--- Passage ---
Content starts
Northwest NEWS

January 17, 2000

Local News

Woodinville woman joins landmark lawsuit

   Lifelong Woodinville resident and UW student Cima Amiri has joined a national class action discrimination lawsuit against the Law School Admissions Council (LSAC), the organization that administers the Law School Admissions Test (LSAT).

   The suit aims to more clearly define which physical and mental disabilities merit exceptional allowances of time and physical accommodations during standardized tests. Filed on Monday, Jan. 17, the suit claims the LSAC violated the Americans With Disabilities Act by failing to issue LSAT admission tickets that granted exceptions to the three plaintiffs, all Seattle area students.

   "The LSAC is breaking the law," said attorney David Ferleger of Philadelphia. "LSAC acts like a kingdom unto itself, making itself judge and jury about applicants' disabilities. By ignoring medical reports from students' own doctors, the Council is shutting out some of America's great (potential) lawyers of the future. People with disabilities have a right to fair testing. LSAC's policies are unfair to hundreds of applicants."

   Ferleger has worked in the class action, civil rights, and disability fields since 1972. He has argued five times before the U.S. Supreme Court, taught law at New York University and University of Pennsylvania law schools, and has been a national writer and consultant in the field. Apple Computer co-founder Steve Wozniak is contributing financial support to the suit.
Content ends
--- Exercise instructions ---
Continue the news article about the Woodinville woman joining the lawsuit against the LSAC, starting after its last sentence.

--- Input data ---
Content starts
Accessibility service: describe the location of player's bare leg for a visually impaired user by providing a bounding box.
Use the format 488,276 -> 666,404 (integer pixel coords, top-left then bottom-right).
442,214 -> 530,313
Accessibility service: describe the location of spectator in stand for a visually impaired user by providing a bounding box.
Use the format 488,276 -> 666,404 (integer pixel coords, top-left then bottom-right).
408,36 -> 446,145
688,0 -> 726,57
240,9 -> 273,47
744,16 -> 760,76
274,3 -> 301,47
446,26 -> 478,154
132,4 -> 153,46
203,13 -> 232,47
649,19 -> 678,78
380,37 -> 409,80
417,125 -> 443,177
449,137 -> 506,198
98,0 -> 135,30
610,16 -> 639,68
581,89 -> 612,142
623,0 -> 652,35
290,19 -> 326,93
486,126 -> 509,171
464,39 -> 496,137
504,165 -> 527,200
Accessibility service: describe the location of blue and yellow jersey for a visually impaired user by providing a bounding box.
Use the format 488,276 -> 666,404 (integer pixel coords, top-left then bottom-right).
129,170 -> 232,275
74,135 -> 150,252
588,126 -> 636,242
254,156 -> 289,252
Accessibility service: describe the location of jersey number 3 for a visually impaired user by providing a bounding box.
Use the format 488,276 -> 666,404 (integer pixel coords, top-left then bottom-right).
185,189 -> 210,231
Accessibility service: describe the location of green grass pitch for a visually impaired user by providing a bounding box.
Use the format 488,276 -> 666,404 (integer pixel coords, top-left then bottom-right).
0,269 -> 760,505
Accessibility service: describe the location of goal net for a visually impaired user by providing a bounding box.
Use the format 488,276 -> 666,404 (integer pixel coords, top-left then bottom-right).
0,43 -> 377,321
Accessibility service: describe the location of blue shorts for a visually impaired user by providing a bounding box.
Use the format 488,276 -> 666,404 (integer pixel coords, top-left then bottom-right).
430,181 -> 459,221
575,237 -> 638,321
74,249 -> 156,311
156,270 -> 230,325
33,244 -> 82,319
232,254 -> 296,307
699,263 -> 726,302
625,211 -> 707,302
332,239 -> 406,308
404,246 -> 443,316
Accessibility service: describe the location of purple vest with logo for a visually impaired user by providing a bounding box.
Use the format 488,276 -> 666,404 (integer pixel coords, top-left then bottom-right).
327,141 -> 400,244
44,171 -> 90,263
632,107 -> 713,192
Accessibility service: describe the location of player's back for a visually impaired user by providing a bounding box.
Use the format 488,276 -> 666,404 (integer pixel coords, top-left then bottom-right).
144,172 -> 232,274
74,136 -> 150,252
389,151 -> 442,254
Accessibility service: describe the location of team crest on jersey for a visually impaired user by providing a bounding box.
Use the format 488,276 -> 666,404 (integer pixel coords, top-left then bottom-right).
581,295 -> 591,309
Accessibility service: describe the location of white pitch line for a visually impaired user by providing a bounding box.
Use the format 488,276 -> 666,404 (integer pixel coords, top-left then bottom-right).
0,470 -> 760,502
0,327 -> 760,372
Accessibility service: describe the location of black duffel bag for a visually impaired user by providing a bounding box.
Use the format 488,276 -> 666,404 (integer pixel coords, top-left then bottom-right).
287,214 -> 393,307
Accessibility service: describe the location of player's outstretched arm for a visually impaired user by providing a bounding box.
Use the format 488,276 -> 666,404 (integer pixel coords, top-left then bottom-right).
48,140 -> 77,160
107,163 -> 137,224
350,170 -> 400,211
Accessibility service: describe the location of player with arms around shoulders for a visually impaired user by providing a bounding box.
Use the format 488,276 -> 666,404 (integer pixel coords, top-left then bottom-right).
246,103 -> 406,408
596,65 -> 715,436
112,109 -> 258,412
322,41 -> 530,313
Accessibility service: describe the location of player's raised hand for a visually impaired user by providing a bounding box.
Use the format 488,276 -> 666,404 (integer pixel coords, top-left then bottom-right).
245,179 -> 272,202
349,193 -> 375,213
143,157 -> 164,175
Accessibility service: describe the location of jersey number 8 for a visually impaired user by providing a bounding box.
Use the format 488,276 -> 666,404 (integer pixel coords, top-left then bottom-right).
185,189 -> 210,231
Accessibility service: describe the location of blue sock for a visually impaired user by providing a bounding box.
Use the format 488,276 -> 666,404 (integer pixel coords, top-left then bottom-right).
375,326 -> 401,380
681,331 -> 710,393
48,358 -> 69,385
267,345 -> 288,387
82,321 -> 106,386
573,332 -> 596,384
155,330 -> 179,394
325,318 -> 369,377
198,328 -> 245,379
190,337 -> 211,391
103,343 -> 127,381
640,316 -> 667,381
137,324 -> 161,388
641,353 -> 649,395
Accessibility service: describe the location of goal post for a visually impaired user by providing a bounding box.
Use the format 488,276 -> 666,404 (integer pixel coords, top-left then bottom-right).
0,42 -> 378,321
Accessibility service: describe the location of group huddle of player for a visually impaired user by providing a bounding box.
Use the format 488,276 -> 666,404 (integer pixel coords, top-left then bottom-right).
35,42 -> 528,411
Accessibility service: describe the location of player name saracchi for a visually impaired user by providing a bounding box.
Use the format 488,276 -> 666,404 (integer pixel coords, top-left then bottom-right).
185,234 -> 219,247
Content ends
--- Output of the exercise ---
   Amiri will graduate this spring from the UW and holds a 3.9 GPA, despite not having claimed any exceptional accommodations for her medical problems. She has been treated for back pain and spasms since age three, from congenital anomalies including fusions of her vertebrae.

   Her co-defendants are: Lise Nicole Dorfsman, a UW graduate with documented learning disabilities and mental health challenges; and Pearl De La Cruz, who will graduate from Seattle University this spring, and suffers from learning disabilities, mental health challenges, and a serious sleep disorder. Each plaintiff included medical documentation supporting their requests for accommodations, said Ferleger.

   "People don't seem as able to empathize with 'invisible handicaps,'" said Amiri.